BEGIN Selected passage
Why does the embedding generated by ESMC have two more tokens than the sequence length?
When using ESMC to generate embeddings, two additional tokens are added. Suppose the input sequence has length “seq_len” , then the shape of the embedding generated by ESMC is (1, seq_len + 2, 960) for esmc-300m-2024-12, and (1, seq_len + 2, 1152) for esmc-600m-2024-12. Based on my attempts, I couldn't find an explanation for these two extra tokens in the official documentation.
Currently, my approach is: if I want to get per-residue embeddings, I remove the first and last token embeddings, so that the length matches the number of residues (sequence length). This way, I can obtain an embedding for each residue (to build protein graph node features). Is there any official explanation for the presence of these two extra embeddings?
Hi 595,
I believe the reason lies in the fact that ESM C was trained using a BERT-like transformer architecture. In BERT-like models, a beginning of sequence token [cls] is prepended and an end of sequence token [eos] is appended to each input embedding before passing the input through the model. The eos token informs the model where the input ends and the cls token was originally used for classification and downstream fine-tuning tasks. Check out the original BERT paper to learn more about these tokens, why they're there and how they can be used. [Ref. Devlin J., et al. 2019]
Hi 595,
I believe the reason lies in the fact that ESM C was trained using a BERT-like transformer architecture. In BERT-like models, a beginning of sequence token
[cls]is prepended and an end of sequence token[eos]is appended to each input embedding before passing the input through the model. The eos token informs the model where the input ends and the cls token was originally used for classification and downstream fine-tuning tasks. Check out the original BERT paper to learn more about these tokens, why they're there and how they can be used. [Ref. Devlin J., et al. 2019]
Thank you for your reply. However, without official documentation from the developers, I'm still somewhat unsure whether this is the correct way to use it.
END Selected passage
◆ Description of the task
Please retype the entire ESMC embedding thread word for word. The lines after this have no connection to the ESMC thread.
BEGIN Dataset records
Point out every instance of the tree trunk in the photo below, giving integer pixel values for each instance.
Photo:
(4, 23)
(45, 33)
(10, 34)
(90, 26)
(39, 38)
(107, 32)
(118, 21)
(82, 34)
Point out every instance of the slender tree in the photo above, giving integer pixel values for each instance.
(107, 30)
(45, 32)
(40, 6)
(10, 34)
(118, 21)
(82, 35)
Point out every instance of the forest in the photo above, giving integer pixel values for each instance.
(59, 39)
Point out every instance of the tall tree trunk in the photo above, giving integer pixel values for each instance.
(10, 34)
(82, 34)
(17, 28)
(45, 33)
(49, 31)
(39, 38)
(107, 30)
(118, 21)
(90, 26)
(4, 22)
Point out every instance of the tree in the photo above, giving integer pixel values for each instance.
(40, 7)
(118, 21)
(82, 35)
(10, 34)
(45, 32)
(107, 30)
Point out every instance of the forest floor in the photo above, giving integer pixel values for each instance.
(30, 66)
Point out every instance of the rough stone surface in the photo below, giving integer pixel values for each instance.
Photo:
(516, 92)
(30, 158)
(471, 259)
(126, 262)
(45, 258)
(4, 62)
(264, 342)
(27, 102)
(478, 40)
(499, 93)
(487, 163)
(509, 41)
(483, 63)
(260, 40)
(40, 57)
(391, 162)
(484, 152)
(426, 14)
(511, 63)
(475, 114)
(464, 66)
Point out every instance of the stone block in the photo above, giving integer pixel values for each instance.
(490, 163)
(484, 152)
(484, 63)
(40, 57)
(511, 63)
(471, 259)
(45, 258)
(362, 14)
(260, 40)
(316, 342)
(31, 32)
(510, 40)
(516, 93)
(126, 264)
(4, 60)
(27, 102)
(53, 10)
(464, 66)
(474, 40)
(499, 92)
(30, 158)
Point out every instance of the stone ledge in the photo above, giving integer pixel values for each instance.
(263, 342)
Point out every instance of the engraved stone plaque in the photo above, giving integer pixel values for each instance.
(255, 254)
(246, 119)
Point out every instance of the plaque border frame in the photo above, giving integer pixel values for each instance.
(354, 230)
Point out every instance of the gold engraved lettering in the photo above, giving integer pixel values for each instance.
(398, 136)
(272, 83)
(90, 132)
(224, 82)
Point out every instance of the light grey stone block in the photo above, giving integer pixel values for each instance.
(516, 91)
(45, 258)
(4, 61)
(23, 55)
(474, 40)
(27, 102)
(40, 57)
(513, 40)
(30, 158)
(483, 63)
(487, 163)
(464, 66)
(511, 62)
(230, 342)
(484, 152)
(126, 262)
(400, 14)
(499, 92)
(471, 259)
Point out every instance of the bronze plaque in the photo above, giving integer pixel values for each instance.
END Dataset records
◆ Exercise result
Why does the embedding generated by ESMC have two more tokens than the sequence length?
When using ESMC to generate embeddings, two additional tokens are added. Suppose the input sequence has length “seq_len” , then the shape of the embedding generated by ESMC is (1, seq_len + 2, 960) for esmc-300m-2024-12, and (1, seq_len + 2, 1152) for esmc-600m-2024-12. Based on my attempts, I couldn't find an explanation for these two extra tokens in the official documentation.
Currently, my approach is: if I want to get per-residue embeddings, I remove the first and last token embeddings, so that the length matches the number of residues (sequence length). This way, I can obtain an embedding for each residue (to build protein graph node features). Is there any official explanation for the presence of these two extra embeddings?
Hi 595,
I believe the reason lies in the fact that ESM C was trained using a BERT-like transformer architecture. In BERT-like models, a beginning of sequence token [cls] is prepended and an end of sequence token [eos] is appended to each input embedding before passing the input through the model. The eos token informs the model where the input ends and the cls token was originally used for classification and downstream fine-tuning tasks. Check out the original BERT paper to learn more about these tokens, why they're there and how they can be used. [Ref. Devlin J., et al. 2019]
Hi 595,
I believe the reason lies in the fact that ESM C was trained using a BERT-like transformer architecture. In BERT-like models, a beginning of sequence token
[cls]is prepended and an end of sequence token[eos]is appended to each input embedding before passing the input through the model. The eos token informs the model where the input ends and the cls token was originally used for classification and downstream fine-tuning tasks. Check out the original BERT paper to learn more about these tokens, why they're there and how they can be used. [Ref. Devlin J., et al. 2019]
Thank you for your reply. However, without official documentation from the developers, I'm still somewhat unsure whether this is the correct way to use it.